### Task:
Rewrite all the records with every "Kindly give" replaced by "Provide", keeping everything else unchanged, and leave the pictures out of your answer.

* START Data entries *

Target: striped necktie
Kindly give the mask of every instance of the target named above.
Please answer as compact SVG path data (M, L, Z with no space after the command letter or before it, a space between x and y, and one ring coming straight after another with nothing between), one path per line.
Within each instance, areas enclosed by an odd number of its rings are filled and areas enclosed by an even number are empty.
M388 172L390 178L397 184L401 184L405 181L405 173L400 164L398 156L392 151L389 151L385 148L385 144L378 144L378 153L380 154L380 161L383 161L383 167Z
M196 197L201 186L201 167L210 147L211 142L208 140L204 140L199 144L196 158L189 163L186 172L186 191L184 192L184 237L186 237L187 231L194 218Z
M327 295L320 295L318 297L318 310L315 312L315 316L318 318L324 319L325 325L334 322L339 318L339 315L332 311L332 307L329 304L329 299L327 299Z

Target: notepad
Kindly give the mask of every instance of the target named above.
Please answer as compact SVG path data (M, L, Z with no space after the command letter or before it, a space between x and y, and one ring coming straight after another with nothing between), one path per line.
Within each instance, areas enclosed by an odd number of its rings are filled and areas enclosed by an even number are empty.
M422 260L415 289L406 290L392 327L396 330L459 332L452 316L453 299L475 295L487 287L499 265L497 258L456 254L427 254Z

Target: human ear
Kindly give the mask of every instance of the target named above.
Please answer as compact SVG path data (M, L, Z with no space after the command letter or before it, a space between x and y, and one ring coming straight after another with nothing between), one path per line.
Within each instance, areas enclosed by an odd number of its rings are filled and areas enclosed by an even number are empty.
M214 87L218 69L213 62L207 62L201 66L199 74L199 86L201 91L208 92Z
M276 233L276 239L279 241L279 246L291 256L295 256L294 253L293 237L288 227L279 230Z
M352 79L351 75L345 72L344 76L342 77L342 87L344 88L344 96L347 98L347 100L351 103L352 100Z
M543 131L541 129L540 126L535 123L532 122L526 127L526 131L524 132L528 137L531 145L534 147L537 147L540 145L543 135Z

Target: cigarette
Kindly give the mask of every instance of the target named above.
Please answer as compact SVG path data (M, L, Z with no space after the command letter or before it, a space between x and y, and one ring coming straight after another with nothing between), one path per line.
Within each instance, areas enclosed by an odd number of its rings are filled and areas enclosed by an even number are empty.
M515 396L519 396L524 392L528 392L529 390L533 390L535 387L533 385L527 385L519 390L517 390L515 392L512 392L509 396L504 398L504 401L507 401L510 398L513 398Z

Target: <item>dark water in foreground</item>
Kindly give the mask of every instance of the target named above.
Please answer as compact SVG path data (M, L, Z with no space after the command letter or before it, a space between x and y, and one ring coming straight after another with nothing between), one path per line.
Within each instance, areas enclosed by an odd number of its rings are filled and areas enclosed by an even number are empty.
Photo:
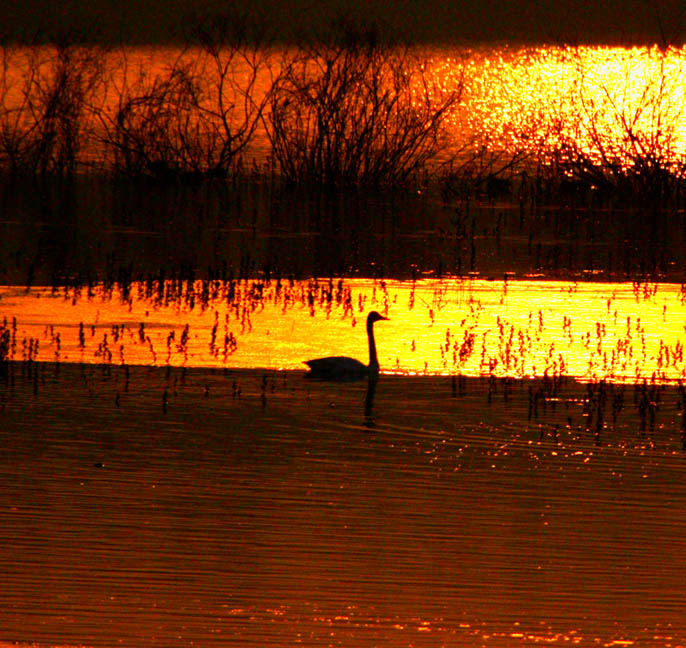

* END Data entries *

### The output:
Target: striped necktie
Provide the mask of every instance of the target named above.
Please answer as compact SVG path data (M, L, Z with no space after the command letter or before it, a space between x and y, and one ring coming straight after another with nothing between), one path per line.
Within each instance, areas enclosed by an odd number of its rings are filled and areas enclosed by an even number are empty.
M388 172L390 178L397 184L401 184L405 181L405 173L400 164L398 156L392 151L389 151L385 148L385 144L378 144L378 153L380 154L380 161L383 161L383 167Z
M196 197L201 186L201 167L210 147L211 142L208 140L204 140L199 144L196 158L189 163L186 172L186 191L184 192L184 237L186 237L187 231L194 218Z
M327 295L320 295L318 297L318 310L315 312L315 316L318 318L324 319L325 325L334 322L339 318L339 315L332 311L332 307L329 304L329 299L327 299Z

Target: notepad
Provide the mask of every instance of the target named above.
Please answer as compact SVG path data (M, L, Z with no space after the command letter or before it, a space between x and y, and one ring coming straight after another with nothing between), one path per line.
Within each instance, areas enclosed by an odd number of its rings are filled and areas enclosed by an even number are empty.
M422 260L415 289L406 290L392 327L396 330L459 332L452 316L453 299L475 295L487 287L499 265L497 258L456 254L427 254Z

Target: human ear
Provide the mask of every instance of the target named above.
Please answer as compact SVG path data (M, L, Z with no space after the command letter or before it, a space between x and y, and one ring coming straight after another with nothing between), one path per line.
Within each instance, areas enclosed by an odd number of its rings are filled and areas enclosed by an even number are empty.
M214 87L218 69L213 62L207 62L201 66L199 74L199 86L201 91L208 92Z
M276 233L276 239L279 241L279 246L291 256L295 256L294 253L293 237L288 227L279 230Z
M352 79L351 75L345 72L344 76L342 77L342 87L344 88L344 96L347 98L347 100L351 103L352 100Z
M543 131L541 129L540 126L535 123L532 122L526 127L526 131L524 132L528 137L531 145L534 147L537 147L540 145L543 135Z

Target: cigarette
Provide the mask of every instance of the target named above.
Please answer as compact SVG path data (M, L, Z with no space after the command letter or before it, a space between x and y, and one ring coming straight after another with nothing between), one path per line.
Within each instance, areas enclosed by an odd number of its rings are filled and areas enclosed by an even number are empty.
M515 396L519 396L524 392L528 392L529 390L533 390L535 387L533 385L527 385L519 390L517 390L515 392L512 392L509 396L504 398L504 401L507 401L510 398L513 398Z

Target: <item>dark water in foreground</item>
Provide the mask of every instance of the target named above.
Please answer as compact SVG path data (M, L, Z with no space after the command letter or before it, a space between x and y, and one ring coming straight after another with nothing between), one path per line.
Within each instance, areas enclosed by an odd number of its rings are filled and areas enclosed by an even number are empty.
Photo:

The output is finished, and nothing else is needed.